**Task prompt:** Please print all of the records that follow with nothing altered.

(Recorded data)
::::::::

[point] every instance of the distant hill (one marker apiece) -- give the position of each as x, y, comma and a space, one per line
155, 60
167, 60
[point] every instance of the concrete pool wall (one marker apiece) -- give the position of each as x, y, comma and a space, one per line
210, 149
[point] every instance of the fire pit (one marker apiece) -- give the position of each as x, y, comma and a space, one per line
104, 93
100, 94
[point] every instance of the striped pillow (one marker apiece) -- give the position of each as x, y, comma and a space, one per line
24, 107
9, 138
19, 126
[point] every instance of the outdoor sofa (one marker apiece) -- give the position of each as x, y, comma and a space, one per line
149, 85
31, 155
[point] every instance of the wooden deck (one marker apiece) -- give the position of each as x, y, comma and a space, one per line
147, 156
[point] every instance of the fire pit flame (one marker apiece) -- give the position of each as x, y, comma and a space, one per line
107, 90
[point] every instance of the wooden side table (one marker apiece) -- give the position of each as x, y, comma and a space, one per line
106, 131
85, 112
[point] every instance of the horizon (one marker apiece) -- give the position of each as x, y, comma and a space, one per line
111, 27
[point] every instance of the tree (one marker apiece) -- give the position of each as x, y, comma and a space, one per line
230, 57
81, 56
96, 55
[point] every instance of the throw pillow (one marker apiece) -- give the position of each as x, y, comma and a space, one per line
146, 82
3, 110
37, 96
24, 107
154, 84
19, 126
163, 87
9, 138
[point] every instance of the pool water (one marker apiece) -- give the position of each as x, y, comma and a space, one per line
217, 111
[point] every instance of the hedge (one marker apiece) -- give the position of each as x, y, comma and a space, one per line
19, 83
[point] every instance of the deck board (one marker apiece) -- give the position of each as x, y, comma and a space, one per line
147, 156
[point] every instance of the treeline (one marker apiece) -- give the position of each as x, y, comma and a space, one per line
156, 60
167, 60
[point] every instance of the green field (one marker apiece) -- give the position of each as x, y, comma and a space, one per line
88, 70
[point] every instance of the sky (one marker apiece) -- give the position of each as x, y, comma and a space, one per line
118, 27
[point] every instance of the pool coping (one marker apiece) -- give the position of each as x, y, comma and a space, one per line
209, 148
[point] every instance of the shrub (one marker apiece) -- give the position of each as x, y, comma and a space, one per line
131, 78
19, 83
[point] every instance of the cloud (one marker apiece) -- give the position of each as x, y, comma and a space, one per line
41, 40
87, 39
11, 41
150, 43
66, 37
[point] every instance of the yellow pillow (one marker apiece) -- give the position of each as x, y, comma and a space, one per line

::::::::

**Answer section:**
[point] every instance of the distant hill (one marker apiece) -- give the position of each as x, y, comma and a space, one per line
155, 60
167, 60
[point] every instance of the concrete pool wall (one marker apiece) -- give the position of each as x, y, comma and a space, one per line
210, 149
[point] every instance of the fire pit (one marker apiece) -- give the position of each as x, y, comma and a space, one per line
104, 93
100, 94
[point] every instance of the striped pillow (one marker apiece) -- give the position of each as x, y, comma and a space, one per line
24, 107
9, 138
19, 126
[point] every instance of the outdoor sofa (one marker apiece) -- give the position of each as x, y, comma and a space, one per line
149, 85
31, 155
[point] every instance of the wooden deck (one marker apiece) -- give the position of each as x, y, comma and a space, one per line
147, 156
[point] every instance of the fire pit flame (one marker apiece) -- give the position of each as x, y, comma and a space, one per line
107, 90
[point] every instance of the wooden side table (one marker apiece) -- give the position of each as x, y, comma and a space, one per line
106, 131
85, 112
[point] every instance of the horizon (one marker apiece) -- give the position of each as x, y, comma and a space, one per line
111, 27
[point] every instance of the tree (one marker apiece) -- give the position of each as x, y, comma and a space, one per line
230, 57
81, 56
96, 55
[point] every instance of the throw pillow (one marker apiece) -- give the position of each as x, y, comma and a space, one per line
146, 82
3, 110
37, 96
24, 107
154, 84
19, 126
163, 87
9, 138
[point] every instance of the pool water (one marker apiece) -- give the position of each as x, y, comma and a space, one per line
217, 111
[point] every instance of the hedge (one marker apiece) -- give the position of each as x, y, comma and a space, one per line
19, 83
[point] every instance of the deck board (one marker apiece) -- give the position of each as x, y, comma and a space, one per line
147, 156
[point] every instance of the treeline (one marker apiece) -- give the position of each as x, y, comma and a space, one per line
156, 60
167, 60
[point] every instance of the green field (one marker apiece) -- give the position of each as x, y, comma and a space, one per line
88, 70
[point] every instance of the sky (one marker apiece) -- give the position of each as x, y, comma and a space, one per line
118, 27
[point] every instance of the pool coping (one marker apiece) -- give the position of each as x, y, comma and a space, one per line
209, 148
[point] every instance of the shrub (one marker apiece) -- give the position of each as x, y, comma and a space, one per line
131, 78
19, 83
[point] every instance of the cloud (one marker apiece) -- give the position of each as x, y, comma and a space, one per line
41, 40
87, 39
11, 41
150, 43
66, 37
[point] every instance of the yellow pillow (one marker apiece) -- give the position of each as x, y, comma and a space, one per line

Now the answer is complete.